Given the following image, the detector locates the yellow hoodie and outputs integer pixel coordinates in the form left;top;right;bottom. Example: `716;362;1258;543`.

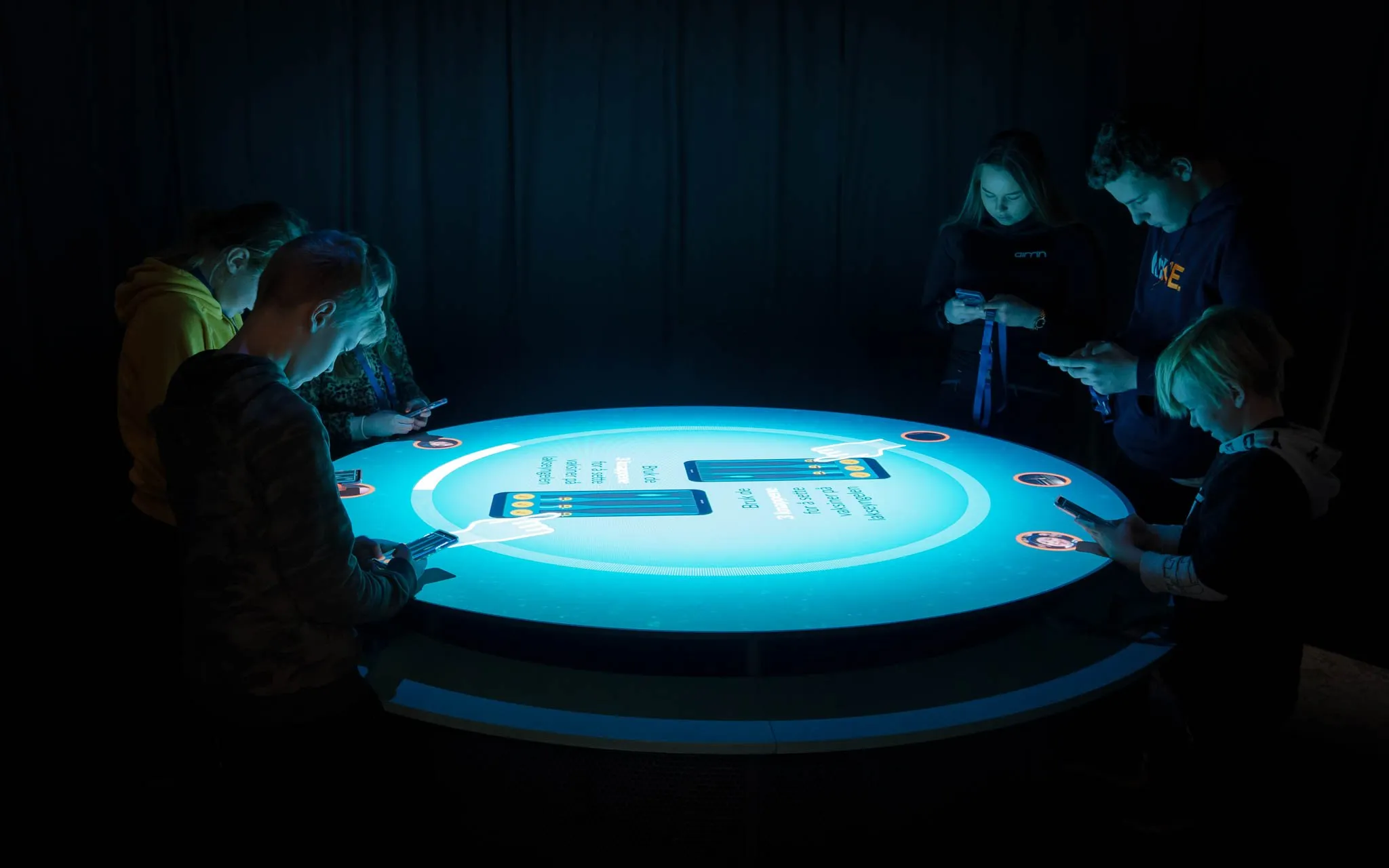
115;260;241;525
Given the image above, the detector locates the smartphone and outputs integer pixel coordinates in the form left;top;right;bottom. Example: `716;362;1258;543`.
685;458;888;482
492;489;713;518
1055;497;1120;528
400;397;449;419
380;530;458;561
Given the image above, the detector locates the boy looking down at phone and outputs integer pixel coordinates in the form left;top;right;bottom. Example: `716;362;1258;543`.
1047;107;1280;521
154;231;423;774
1078;307;1340;777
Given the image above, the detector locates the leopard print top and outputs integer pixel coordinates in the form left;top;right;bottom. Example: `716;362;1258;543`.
298;313;425;458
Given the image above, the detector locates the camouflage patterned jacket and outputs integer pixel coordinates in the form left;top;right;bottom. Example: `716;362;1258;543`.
151;350;419;696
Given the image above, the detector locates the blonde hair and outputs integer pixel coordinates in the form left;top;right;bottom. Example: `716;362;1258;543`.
1154;306;1293;418
257;229;386;346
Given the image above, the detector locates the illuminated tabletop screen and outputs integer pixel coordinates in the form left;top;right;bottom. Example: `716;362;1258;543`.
336;407;1128;633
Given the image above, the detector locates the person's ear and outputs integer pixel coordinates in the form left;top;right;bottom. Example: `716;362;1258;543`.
227;248;252;275
309;298;338;332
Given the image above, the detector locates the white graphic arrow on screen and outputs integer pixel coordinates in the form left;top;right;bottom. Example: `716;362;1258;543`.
810;437;905;461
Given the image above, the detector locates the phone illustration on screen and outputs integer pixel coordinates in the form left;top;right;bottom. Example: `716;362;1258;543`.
685;458;888;482
490;489;713;518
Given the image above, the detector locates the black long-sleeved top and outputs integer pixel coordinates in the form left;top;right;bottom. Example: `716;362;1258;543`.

CHALLENGE:
List the lines from the one containing "Given the image above, the detector locates the white" through the one containing "810;437;905;461", inclusive, as a numbered list with any blank lines omitted.

CORRECT RESPONSE:
1. Given the image above, the detector locates the white graphic arrow on screen and outputs integer pixel coordinates in the form left;top;right;bottom. Example: `716;362;1258;543`.
2. 810;437;905;461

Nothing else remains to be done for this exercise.